Data shown: Begin

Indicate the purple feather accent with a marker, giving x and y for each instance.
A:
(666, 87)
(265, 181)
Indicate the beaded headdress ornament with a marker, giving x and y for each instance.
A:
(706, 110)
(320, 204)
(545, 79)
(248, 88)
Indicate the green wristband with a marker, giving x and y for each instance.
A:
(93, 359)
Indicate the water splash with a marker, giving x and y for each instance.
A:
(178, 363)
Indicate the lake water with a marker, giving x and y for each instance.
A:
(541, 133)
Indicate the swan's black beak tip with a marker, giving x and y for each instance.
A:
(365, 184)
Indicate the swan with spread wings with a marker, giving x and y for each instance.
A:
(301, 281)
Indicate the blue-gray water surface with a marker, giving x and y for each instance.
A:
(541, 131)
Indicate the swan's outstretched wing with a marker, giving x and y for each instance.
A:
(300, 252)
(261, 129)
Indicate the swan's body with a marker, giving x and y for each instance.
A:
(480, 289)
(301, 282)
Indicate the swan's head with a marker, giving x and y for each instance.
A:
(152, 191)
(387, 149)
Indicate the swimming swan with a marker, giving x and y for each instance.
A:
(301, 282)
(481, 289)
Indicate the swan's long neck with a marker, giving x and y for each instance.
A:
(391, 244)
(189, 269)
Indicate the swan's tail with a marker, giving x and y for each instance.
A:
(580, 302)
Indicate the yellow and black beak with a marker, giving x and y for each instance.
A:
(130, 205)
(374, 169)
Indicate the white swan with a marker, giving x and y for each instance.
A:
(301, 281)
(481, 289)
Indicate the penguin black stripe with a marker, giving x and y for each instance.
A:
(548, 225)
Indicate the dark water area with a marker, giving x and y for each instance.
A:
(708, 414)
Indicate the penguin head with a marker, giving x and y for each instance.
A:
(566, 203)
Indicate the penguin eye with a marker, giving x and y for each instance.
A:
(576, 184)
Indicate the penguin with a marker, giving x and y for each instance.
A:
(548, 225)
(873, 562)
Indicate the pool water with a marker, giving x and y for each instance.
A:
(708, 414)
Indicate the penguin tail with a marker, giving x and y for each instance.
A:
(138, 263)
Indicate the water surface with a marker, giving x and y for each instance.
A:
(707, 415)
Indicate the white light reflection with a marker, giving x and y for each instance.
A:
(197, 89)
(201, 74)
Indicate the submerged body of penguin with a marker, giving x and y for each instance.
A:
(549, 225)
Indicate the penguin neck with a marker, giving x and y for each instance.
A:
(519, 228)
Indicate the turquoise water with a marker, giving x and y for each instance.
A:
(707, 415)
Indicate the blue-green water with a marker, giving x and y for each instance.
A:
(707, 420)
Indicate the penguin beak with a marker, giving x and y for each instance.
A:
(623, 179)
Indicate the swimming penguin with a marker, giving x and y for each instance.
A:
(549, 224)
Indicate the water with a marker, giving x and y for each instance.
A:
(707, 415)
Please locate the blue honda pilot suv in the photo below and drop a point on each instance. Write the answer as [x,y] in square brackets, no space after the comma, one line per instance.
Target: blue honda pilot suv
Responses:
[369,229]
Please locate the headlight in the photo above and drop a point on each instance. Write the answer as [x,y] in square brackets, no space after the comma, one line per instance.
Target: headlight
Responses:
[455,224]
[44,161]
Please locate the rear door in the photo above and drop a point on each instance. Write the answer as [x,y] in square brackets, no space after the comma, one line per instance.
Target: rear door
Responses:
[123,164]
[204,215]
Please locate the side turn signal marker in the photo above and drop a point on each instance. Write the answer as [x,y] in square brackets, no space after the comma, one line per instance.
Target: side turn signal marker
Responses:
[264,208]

Data shown: End

- **Work order**: Tally the lines above containing "turn". Number only.

- **Solution for this task**: 2